PROBLEM DETAILS. Can you quote the data below word for word, leaving out the pictures?
-- Start DATA SHOWN --
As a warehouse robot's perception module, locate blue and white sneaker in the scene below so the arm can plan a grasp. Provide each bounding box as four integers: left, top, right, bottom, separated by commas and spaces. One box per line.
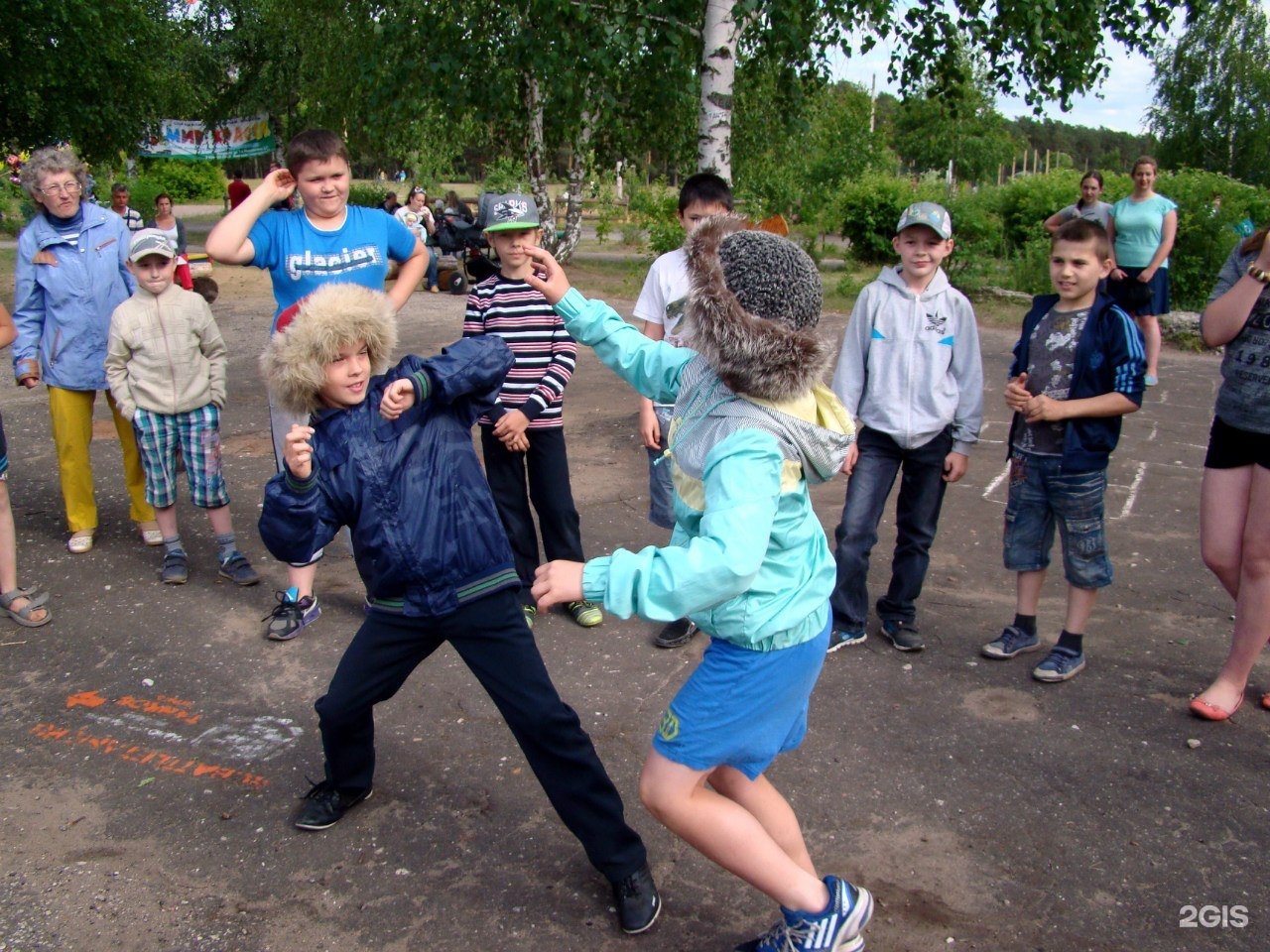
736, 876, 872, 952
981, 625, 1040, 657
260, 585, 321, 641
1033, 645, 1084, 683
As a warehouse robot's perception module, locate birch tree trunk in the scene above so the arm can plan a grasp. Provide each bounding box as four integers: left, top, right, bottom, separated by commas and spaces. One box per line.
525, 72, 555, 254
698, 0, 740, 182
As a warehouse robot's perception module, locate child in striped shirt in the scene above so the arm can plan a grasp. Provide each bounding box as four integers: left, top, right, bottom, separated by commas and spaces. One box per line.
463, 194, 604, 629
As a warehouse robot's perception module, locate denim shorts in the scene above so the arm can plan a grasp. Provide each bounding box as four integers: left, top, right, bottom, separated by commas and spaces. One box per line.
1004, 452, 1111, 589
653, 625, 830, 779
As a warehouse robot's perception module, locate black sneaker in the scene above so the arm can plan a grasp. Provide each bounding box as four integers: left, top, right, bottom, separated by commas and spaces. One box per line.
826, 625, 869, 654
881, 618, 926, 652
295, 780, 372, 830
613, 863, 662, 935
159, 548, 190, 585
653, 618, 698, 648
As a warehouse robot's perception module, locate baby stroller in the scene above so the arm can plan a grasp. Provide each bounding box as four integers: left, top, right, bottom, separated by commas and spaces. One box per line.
-- End DATA SHOWN --
SOLUTION FOR THIS TASK.
As a warehouse robot's perception module, locate blue and white sneaker in the scene below so the arm can plan a grasp. Provide each bounding box as four integers: left, top, right, bottom, separated by commas and spaces. One box per line.
736, 876, 872, 952
981, 625, 1040, 657
260, 585, 321, 641
1033, 645, 1084, 683
As a warehouse robot's perception module, locate birch tree trunk in the scene above so the arm can plan a grasp. Provide each bounding box as four integers: left, top, right, bottom, separated by commas and spaces. One box per line.
525, 72, 555, 254
698, 0, 740, 182
As a warehouse robot's perception module, locate child in striped shirt in the scene above so the arm can plan a grasp. Provide each bounding box as four integers: left, top, right, bottom, separated by commas and spaces. One box per line.
463, 194, 604, 629
As a warehouse robot's perception module, locate denim shorts in the scene above so the arm can plan a grasp. Provide each bounding box as four integers: left, top, right, bottom, separated by commas and spaces. One box per line.
1004, 452, 1111, 589
653, 625, 830, 779
As a warehouse robot's perception module, locate black sneaker in the scene above so the arm can plan a grasp. Provide each bounding box as four integers: left, top, right, bottom, separated by commas and spaces. One box per line.
826, 625, 869, 654
881, 618, 926, 652
295, 780, 372, 830
613, 863, 662, 935
159, 548, 190, 585
653, 618, 698, 648
As a warehouse robot's perception module, locate baby stroller in the scene above so the arm can plan a grasp. Provide each bounding box as four integers: left, top, right, bottom, separated by commas and spaces. One box per line.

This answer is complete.